==== Records supplied ====
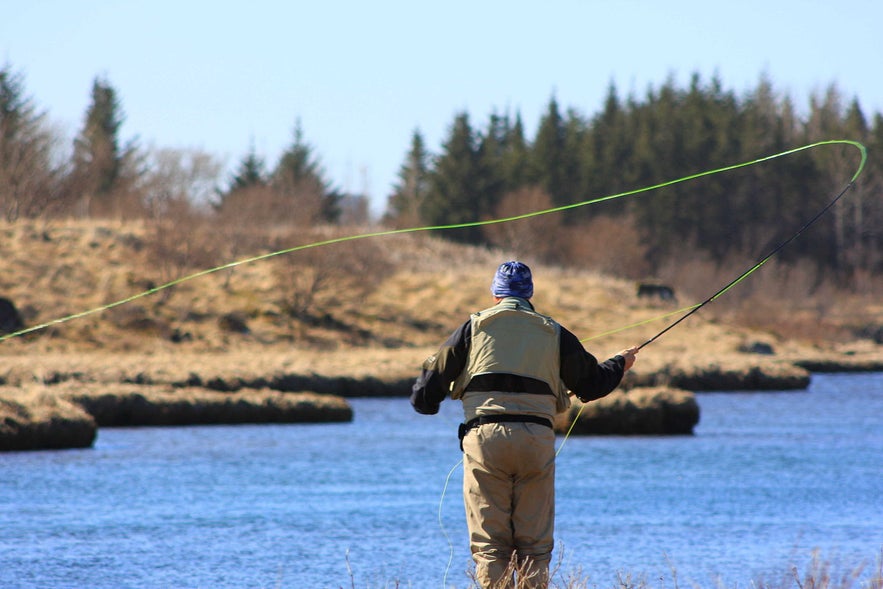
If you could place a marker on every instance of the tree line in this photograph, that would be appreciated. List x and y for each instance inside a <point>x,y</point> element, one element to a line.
<point>496,169</point>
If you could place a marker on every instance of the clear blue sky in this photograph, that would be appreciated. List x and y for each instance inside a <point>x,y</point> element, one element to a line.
<point>361,76</point>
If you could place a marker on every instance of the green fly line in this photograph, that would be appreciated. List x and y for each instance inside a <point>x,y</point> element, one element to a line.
====
The line with "of the clear" and all lines after it through the end of the data above: write these out exactly and add nothing.

*Answer for the task:*
If you could place a marker on every instance of the clear blue sky in this photograph, that would be appreciated. List x and y for each instance inside a <point>x,y</point> element, one element to a line.
<point>361,76</point>
If you could place a marker on every instance of the green fly line in this photograph, that would be appreciated. List x and y for each instance inside a <point>x,y</point> element, one element to a line.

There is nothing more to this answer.